EXERCISE – Check every line of the data for the string "knife" and copy the ones that have it.
---+---
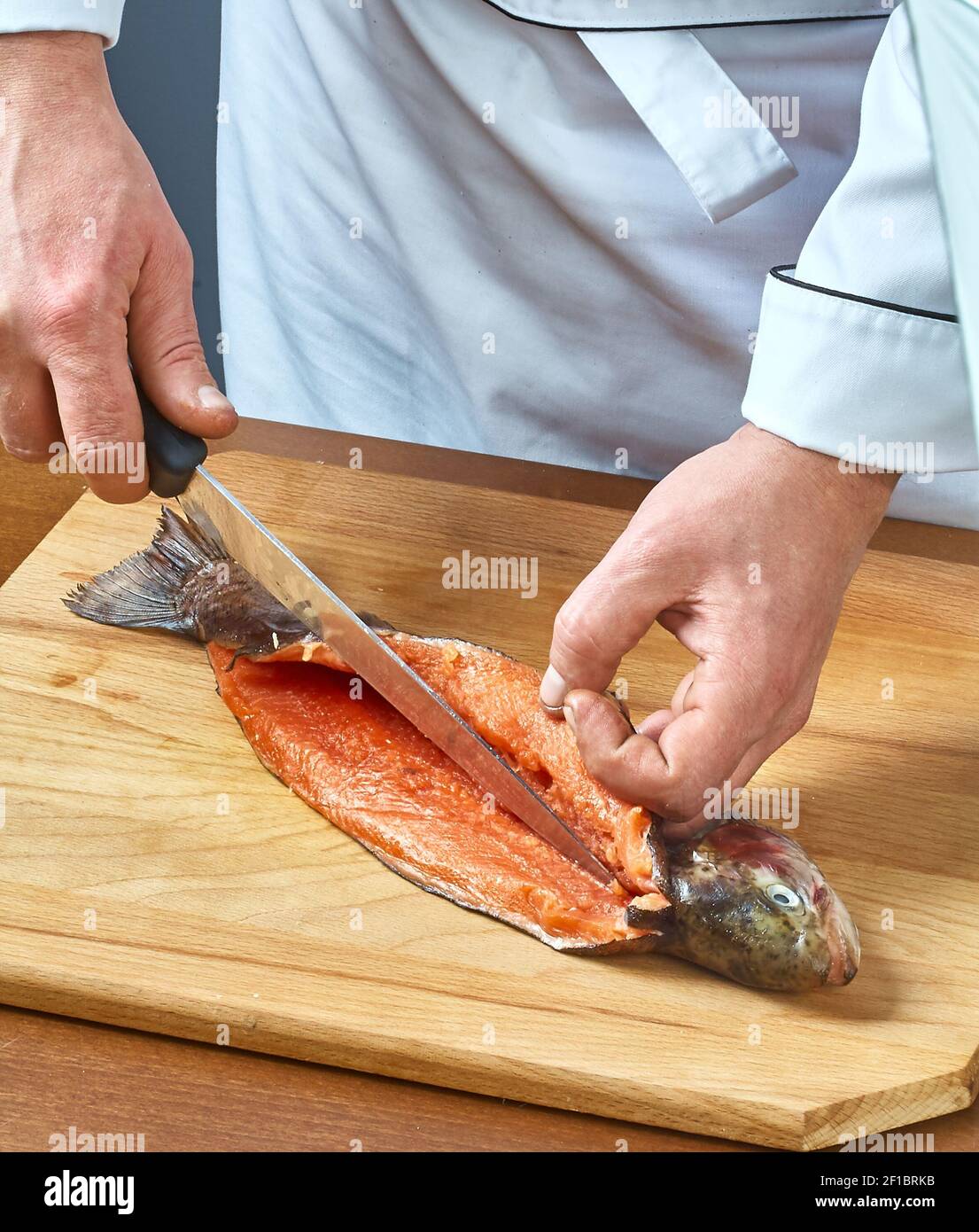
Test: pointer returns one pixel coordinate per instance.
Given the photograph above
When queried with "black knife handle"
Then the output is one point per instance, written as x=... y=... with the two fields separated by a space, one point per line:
x=171 y=454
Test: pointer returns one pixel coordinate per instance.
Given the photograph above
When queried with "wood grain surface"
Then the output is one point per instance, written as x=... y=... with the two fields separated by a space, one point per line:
x=890 y=1010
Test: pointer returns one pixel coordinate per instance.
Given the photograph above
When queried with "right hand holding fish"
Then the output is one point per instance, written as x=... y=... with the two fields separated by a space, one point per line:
x=95 y=271
x=742 y=553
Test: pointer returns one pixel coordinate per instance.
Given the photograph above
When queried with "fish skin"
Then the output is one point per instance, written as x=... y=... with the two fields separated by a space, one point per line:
x=726 y=918
x=720 y=915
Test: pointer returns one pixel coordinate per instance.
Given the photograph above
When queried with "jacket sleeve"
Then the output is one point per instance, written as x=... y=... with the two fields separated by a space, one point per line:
x=95 y=18
x=859 y=344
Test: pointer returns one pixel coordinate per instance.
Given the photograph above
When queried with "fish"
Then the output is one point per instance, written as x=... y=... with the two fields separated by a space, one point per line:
x=739 y=900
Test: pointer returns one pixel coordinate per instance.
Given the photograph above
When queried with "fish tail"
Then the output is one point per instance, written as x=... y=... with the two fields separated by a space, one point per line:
x=147 y=589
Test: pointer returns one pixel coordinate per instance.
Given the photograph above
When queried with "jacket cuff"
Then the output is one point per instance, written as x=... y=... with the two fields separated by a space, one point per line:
x=104 y=18
x=859 y=378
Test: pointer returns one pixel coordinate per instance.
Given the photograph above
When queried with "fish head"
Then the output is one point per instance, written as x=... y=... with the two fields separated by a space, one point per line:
x=750 y=904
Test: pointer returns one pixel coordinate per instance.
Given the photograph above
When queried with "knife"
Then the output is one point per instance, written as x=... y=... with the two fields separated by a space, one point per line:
x=175 y=462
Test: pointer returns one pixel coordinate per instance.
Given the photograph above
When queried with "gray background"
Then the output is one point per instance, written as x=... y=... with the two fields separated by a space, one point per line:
x=164 y=73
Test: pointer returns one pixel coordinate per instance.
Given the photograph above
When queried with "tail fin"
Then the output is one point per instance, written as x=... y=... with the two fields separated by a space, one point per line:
x=147 y=589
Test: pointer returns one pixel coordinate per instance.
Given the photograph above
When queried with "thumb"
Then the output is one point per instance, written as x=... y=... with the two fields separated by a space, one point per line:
x=694 y=752
x=603 y=619
x=165 y=345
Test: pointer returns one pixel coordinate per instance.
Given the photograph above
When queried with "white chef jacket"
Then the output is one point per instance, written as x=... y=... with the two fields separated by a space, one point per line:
x=518 y=228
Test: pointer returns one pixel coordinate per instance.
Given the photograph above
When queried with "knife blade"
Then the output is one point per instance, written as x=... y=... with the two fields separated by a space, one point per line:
x=175 y=470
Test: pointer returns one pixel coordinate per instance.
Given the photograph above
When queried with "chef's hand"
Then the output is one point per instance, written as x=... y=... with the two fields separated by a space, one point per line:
x=91 y=259
x=742 y=553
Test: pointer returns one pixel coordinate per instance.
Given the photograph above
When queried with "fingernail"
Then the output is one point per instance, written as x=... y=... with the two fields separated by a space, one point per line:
x=211 y=398
x=553 y=689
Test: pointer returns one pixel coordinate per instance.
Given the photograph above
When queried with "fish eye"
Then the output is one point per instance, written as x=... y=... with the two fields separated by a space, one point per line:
x=782 y=896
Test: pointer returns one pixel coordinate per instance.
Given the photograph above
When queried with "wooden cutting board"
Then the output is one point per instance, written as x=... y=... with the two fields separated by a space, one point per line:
x=154 y=875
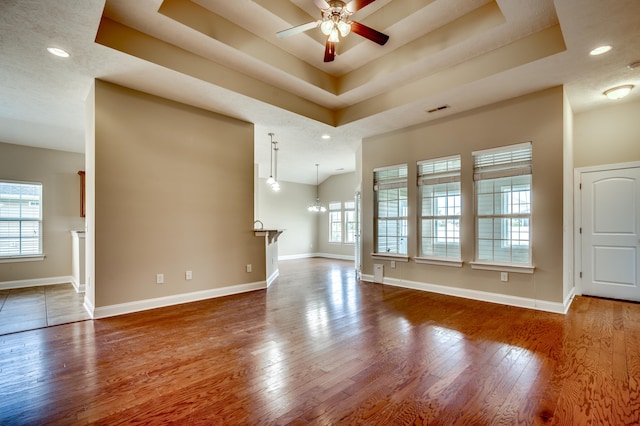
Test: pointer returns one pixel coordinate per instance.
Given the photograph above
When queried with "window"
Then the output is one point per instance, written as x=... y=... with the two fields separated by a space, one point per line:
x=350 y=221
x=20 y=219
x=440 y=207
x=390 y=188
x=335 y=222
x=503 y=204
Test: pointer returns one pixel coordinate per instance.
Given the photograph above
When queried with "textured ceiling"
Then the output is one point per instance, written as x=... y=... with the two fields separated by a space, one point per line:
x=224 y=56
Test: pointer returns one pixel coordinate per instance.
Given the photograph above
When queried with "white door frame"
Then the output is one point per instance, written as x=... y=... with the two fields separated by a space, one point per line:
x=577 y=213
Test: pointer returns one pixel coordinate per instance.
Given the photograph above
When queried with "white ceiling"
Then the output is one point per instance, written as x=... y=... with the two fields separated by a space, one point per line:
x=223 y=56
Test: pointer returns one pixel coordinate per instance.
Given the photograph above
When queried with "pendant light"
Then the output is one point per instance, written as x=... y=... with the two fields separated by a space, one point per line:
x=317 y=206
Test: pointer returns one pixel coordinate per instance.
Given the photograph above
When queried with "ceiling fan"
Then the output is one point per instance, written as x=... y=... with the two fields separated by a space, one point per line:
x=336 y=22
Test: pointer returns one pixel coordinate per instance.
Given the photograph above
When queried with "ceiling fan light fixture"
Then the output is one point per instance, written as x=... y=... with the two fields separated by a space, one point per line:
x=326 y=27
x=600 y=50
x=333 y=37
x=58 y=52
x=344 y=28
x=618 y=92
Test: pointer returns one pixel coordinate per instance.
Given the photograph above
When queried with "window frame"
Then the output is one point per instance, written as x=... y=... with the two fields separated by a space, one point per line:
x=434 y=173
x=350 y=210
x=20 y=255
x=335 y=208
x=392 y=179
x=500 y=169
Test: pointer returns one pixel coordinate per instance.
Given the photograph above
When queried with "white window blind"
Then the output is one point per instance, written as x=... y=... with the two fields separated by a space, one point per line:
x=335 y=222
x=20 y=219
x=503 y=204
x=391 y=213
x=512 y=160
x=350 y=221
x=440 y=207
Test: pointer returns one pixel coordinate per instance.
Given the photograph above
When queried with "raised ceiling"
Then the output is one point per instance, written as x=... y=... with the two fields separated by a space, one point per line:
x=224 y=56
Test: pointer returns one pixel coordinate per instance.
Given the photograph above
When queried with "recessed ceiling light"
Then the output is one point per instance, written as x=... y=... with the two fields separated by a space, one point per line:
x=618 y=92
x=58 y=52
x=600 y=50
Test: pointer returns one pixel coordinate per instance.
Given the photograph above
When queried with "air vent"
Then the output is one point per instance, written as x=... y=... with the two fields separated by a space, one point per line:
x=431 y=111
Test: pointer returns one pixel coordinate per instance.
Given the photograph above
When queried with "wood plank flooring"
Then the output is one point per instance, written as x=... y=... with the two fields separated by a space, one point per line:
x=40 y=306
x=318 y=347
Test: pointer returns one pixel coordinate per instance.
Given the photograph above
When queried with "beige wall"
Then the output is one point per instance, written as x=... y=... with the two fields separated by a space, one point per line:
x=336 y=188
x=607 y=135
x=538 y=118
x=287 y=209
x=58 y=173
x=173 y=192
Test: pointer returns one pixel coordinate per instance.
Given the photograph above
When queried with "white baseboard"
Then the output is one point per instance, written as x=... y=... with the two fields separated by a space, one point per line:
x=324 y=255
x=484 y=296
x=88 y=306
x=273 y=277
x=298 y=256
x=160 y=302
x=336 y=256
x=80 y=288
x=8 y=285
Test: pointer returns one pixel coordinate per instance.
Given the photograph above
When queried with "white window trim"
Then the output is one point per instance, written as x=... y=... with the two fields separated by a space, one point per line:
x=440 y=177
x=439 y=261
x=330 y=210
x=516 y=171
x=396 y=257
x=29 y=257
x=397 y=182
x=17 y=259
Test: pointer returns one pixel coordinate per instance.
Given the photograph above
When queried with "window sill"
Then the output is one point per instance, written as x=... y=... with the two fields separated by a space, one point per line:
x=17 y=259
x=437 y=261
x=518 y=269
x=396 y=257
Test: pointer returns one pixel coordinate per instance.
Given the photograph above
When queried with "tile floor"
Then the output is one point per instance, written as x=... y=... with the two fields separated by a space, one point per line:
x=36 y=307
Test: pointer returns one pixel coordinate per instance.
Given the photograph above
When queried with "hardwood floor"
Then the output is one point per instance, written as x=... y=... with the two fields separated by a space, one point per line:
x=318 y=347
x=41 y=306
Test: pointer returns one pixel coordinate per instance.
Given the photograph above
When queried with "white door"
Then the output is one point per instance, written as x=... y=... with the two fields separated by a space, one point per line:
x=610 y=208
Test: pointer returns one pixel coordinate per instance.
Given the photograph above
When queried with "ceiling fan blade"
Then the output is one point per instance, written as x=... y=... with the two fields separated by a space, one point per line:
x=329 y=51
x=321 y=4
x=356 y=5
x=297 y=30
x=370 y=33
---+---
EXPECTED OUTPUT –
When queried with "black knife handle"
When queried with "knife"
When queried with "knife blade"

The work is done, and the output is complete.